> GOAL OF THE EXERCISE
Reproduce the rows from the first line through the line containing "7), (295, 1)]", requests included, and scale every point coordinate in the answers by 0.35, rounding to whole numbers with halves rounded up. Leave the numbers in the requests and their sample coordinates as they are.

-------------------------

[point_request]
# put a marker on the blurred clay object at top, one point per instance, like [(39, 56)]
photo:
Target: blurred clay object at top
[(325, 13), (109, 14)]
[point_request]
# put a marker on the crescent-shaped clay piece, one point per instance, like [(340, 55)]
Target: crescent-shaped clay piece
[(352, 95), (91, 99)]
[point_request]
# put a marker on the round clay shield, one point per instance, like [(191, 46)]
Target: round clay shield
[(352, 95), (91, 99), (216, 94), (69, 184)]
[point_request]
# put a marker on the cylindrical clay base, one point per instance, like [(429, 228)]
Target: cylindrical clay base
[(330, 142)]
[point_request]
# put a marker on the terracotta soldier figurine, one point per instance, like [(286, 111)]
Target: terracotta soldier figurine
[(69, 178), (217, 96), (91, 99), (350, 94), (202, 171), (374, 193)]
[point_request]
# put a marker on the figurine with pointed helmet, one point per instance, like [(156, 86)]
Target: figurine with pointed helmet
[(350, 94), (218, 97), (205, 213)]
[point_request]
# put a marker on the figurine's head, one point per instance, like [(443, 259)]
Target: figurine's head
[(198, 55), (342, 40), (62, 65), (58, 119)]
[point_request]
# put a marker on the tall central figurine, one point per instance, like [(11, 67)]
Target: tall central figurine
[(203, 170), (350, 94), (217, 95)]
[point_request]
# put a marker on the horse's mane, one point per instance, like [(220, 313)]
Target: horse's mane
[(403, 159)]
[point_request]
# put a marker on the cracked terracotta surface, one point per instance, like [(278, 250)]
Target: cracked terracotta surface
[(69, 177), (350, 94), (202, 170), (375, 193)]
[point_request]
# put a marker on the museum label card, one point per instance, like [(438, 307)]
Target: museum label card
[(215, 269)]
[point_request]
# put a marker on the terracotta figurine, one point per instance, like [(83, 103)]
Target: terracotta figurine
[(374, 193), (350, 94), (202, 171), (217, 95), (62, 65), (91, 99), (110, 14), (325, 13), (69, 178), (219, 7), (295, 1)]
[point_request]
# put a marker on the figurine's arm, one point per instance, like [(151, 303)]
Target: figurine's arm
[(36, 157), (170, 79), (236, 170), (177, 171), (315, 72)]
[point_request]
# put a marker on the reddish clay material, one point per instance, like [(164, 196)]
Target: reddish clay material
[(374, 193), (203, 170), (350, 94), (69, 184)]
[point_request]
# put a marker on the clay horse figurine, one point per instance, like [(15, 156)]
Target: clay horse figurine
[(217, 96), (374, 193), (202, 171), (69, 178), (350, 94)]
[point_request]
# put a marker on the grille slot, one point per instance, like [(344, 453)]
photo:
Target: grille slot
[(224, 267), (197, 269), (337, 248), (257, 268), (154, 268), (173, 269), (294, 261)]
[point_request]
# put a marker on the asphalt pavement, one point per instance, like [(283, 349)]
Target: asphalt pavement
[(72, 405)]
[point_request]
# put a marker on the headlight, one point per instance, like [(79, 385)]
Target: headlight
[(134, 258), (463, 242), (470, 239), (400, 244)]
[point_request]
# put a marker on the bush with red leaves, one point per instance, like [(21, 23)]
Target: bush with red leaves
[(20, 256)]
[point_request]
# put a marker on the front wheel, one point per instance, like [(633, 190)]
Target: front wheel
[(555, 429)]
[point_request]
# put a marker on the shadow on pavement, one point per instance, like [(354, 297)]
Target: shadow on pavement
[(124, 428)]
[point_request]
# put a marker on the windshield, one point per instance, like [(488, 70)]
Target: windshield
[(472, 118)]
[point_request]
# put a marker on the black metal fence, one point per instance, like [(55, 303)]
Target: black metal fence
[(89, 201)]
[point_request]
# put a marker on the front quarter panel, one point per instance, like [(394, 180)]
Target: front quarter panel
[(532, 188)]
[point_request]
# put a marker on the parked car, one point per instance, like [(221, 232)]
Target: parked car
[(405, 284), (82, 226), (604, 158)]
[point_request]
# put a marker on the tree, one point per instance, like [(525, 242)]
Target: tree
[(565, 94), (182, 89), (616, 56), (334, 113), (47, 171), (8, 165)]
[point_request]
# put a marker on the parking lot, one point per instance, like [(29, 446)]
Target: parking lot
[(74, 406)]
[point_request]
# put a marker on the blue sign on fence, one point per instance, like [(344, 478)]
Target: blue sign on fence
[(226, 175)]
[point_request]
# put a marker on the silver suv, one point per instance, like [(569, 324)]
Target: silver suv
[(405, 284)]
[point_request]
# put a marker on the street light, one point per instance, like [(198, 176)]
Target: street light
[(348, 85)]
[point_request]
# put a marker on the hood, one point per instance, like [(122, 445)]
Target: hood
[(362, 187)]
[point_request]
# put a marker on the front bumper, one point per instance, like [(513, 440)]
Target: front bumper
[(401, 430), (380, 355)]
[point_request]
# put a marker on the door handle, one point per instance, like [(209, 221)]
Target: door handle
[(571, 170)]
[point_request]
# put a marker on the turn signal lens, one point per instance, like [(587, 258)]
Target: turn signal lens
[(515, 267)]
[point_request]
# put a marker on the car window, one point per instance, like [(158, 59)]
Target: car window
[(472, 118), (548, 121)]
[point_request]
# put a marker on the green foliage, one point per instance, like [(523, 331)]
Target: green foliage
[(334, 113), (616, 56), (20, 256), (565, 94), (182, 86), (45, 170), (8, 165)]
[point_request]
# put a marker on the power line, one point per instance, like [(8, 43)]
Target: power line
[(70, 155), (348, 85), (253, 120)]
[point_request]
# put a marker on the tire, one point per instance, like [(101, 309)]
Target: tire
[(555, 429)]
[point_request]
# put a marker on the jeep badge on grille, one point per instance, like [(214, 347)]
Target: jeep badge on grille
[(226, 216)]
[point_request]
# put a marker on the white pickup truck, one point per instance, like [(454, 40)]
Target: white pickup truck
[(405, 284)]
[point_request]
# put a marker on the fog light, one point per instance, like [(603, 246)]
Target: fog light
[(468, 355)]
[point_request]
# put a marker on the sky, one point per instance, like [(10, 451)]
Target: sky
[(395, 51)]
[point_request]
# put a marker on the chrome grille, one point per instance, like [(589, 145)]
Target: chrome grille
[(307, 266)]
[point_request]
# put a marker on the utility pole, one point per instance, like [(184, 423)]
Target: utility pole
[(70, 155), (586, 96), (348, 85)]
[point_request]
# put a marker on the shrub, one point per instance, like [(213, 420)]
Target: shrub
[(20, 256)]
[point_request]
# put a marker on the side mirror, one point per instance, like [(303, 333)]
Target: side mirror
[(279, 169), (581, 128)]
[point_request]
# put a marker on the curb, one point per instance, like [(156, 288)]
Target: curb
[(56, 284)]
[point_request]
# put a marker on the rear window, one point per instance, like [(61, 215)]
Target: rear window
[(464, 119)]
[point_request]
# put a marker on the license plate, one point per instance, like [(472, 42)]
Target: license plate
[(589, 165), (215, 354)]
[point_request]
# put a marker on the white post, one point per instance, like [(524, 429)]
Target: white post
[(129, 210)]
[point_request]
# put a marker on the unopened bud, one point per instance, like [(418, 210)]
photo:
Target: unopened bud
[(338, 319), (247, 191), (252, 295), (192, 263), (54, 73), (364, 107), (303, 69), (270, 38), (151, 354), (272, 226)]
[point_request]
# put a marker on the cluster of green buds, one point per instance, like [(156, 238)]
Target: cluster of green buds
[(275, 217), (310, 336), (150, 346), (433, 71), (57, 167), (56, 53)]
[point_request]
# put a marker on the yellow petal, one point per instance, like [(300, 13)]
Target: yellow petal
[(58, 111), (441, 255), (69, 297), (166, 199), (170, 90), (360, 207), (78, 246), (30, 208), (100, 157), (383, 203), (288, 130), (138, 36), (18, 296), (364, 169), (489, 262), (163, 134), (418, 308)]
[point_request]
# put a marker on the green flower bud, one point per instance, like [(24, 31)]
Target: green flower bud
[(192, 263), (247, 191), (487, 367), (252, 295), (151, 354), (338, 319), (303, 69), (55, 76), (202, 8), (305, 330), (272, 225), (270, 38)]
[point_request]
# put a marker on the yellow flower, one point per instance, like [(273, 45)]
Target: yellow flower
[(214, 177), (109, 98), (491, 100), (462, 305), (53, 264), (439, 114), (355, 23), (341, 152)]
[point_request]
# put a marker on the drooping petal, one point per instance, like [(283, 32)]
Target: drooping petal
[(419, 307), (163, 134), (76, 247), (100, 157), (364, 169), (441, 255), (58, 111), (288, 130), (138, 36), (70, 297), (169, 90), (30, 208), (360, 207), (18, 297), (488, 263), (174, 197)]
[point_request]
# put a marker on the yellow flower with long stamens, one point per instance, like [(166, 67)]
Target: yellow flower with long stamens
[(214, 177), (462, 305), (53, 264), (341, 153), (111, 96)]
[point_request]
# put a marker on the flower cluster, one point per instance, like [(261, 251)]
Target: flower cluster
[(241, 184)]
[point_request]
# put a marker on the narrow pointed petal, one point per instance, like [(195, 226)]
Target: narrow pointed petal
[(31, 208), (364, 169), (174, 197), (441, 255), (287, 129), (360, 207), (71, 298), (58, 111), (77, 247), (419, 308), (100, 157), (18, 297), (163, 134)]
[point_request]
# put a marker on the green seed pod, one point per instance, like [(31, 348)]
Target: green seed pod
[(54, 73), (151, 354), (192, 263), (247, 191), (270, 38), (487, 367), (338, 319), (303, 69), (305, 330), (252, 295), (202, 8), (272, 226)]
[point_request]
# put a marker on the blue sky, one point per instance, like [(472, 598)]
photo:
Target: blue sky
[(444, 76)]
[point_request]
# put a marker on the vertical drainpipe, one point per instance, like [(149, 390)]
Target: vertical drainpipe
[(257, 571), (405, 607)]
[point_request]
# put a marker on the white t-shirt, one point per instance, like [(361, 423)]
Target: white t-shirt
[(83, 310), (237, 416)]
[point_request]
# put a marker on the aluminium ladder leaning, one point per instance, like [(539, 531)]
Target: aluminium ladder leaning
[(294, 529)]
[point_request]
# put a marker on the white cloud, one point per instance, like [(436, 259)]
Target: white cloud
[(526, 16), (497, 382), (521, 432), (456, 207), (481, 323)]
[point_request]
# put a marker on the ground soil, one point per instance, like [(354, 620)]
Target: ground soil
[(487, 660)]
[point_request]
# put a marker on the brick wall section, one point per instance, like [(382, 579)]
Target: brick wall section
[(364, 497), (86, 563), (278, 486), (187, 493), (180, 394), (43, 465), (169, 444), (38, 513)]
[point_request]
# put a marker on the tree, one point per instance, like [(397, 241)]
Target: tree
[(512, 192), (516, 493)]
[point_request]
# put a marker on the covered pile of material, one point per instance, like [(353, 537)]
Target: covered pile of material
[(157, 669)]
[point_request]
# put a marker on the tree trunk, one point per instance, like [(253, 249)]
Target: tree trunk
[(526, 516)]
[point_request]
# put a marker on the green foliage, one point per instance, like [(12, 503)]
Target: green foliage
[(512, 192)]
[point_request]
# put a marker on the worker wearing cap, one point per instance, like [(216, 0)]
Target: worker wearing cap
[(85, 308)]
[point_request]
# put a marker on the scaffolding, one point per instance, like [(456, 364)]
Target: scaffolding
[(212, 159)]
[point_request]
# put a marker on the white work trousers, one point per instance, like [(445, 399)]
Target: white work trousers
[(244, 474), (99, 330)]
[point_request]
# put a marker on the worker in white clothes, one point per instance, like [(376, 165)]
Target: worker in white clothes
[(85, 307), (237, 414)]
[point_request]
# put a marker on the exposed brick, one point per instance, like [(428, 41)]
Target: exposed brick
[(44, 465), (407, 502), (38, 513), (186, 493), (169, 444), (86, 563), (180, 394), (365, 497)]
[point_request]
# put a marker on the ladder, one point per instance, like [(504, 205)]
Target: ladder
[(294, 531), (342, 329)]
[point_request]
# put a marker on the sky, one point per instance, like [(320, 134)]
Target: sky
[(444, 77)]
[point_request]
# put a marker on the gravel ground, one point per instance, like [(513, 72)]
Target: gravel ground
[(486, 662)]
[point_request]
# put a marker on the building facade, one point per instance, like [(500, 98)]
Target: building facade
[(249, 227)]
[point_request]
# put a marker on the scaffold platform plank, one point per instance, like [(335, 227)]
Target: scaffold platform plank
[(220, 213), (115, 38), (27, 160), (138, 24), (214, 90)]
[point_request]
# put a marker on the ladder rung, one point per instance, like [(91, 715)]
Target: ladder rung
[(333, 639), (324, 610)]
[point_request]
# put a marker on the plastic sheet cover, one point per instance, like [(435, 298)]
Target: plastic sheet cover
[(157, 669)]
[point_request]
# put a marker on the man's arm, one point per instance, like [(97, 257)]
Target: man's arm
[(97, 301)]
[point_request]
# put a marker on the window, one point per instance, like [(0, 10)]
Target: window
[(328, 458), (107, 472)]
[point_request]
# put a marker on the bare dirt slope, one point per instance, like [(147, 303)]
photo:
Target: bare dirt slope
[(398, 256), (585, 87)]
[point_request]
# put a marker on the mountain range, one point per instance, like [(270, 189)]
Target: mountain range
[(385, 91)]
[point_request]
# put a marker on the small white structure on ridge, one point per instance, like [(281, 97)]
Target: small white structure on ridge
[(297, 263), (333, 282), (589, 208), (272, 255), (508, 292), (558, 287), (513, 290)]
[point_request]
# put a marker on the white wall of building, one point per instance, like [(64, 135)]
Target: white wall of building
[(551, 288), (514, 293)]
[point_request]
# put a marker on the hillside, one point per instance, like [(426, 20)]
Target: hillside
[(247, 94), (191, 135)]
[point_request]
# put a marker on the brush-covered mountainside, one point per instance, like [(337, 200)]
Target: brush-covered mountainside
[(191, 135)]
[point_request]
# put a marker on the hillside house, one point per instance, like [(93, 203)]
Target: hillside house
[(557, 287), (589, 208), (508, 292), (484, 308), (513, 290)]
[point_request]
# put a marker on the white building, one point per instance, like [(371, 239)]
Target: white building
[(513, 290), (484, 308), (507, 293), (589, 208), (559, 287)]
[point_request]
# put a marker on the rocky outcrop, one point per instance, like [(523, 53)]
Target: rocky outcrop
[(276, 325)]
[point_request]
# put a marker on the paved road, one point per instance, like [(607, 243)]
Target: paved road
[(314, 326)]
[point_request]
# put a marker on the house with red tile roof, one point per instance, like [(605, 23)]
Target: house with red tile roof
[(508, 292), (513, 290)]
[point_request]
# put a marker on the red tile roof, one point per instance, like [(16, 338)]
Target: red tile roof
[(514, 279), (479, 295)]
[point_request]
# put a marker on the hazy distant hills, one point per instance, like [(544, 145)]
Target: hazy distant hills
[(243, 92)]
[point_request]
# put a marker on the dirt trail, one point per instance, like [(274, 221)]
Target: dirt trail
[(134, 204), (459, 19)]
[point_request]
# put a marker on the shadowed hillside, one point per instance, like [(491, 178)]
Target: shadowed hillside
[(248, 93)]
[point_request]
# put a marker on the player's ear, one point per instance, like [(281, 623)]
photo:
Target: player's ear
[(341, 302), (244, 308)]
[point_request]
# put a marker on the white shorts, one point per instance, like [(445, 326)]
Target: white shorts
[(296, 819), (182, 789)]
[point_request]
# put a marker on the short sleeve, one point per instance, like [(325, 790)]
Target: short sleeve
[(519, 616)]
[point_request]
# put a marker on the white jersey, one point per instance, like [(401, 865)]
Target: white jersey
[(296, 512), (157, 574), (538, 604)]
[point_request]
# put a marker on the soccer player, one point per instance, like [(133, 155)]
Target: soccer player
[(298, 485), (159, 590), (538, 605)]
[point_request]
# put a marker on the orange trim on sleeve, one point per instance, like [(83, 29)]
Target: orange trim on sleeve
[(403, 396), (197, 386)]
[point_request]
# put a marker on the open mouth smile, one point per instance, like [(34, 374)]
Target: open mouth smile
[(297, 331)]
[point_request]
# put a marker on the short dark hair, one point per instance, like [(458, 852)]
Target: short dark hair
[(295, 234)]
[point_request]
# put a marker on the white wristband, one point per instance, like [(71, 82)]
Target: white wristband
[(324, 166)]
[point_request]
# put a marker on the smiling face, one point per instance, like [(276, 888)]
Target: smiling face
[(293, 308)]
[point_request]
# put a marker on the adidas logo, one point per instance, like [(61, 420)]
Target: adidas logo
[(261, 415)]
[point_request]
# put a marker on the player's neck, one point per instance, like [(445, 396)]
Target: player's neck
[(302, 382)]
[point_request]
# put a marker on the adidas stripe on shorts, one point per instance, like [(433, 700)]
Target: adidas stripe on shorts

-------------------------

> ANSWER IN FULL
[point_request]
# put a marker on the blurred clay object at top, one point per instance, like [(39, 56)]
photo:
Target: blurred clay object at top
[(114, 5), (38, 5)]
[point_request]
# put a marker on the crescent-shaped clay piece, one point per instance, like [(340, 55)]
Target: crescent-shaped clay piece
[(123, 33), (32, 35)]
[point_request]
# put a marker on the round clay shield, one point per instance, like [(191, 46)]
Target: round clay shield
[(123, 33), (32, 35), (76, 33), (24, 64)]
[point_request]
# put a marker on the cylindrical clay base, one point per instance, like [(429, 228)]
Target: cylindrical clay base
[(116, 50)]
[point_request]
# put a marker on the terracotta soldier figurine, one point per instance, like [(286, 111)]
Target: terracotta soldier figurine
[(24, 62), (76, 34), (32, 35), (123, 33), (71, 60), (131, 68)]
[point_request]
# put a marker on the figurine with pointed helmet, one point per instance, like [(156, 86)]
Target: figurine with pointed helmet
[(123, 33), (76, 34), (72, 75)]
[point_request]
# put a marker on the figurine's head, one point per instance, like [(443, 259)]
Target: figurine's head
[(69, 19), (120, 14), (22, 23), (20, 42)]
[point_request]
# put a marker on the tall central figurine, one point per instance, like [(11, 67)]
Target: tall central figurine
[(71, 60), (123, 33), (76, 33)]
[point_request]
# put a marker on the horse's mane, one point per instance, like [(220, 313)]
Target: horse's mane
[(141, 56)]
[point_request]
# put a marker on the cracked terracotta surface, one point per instance, like [(278, 250)]
Target: cracked terracotta surface
[(24, 62), (123, 33), (71, 60), (131, 68)]
[point_request]
# put a marker on the museum label card, one point per instance, like [(438, 307)]
Target: museum label card
[(75, 94)]
[point_request]
# put a marker on the terracotta figurine, one point per instance, like [(83, 103)]
Target: terracotta figurine
[(131, 68), (123, 33), (71, 60), (76, 33), (22, 23), (32, 35), (39, 5), (114, 5), (24, 62), (77, 2), (103, 0)]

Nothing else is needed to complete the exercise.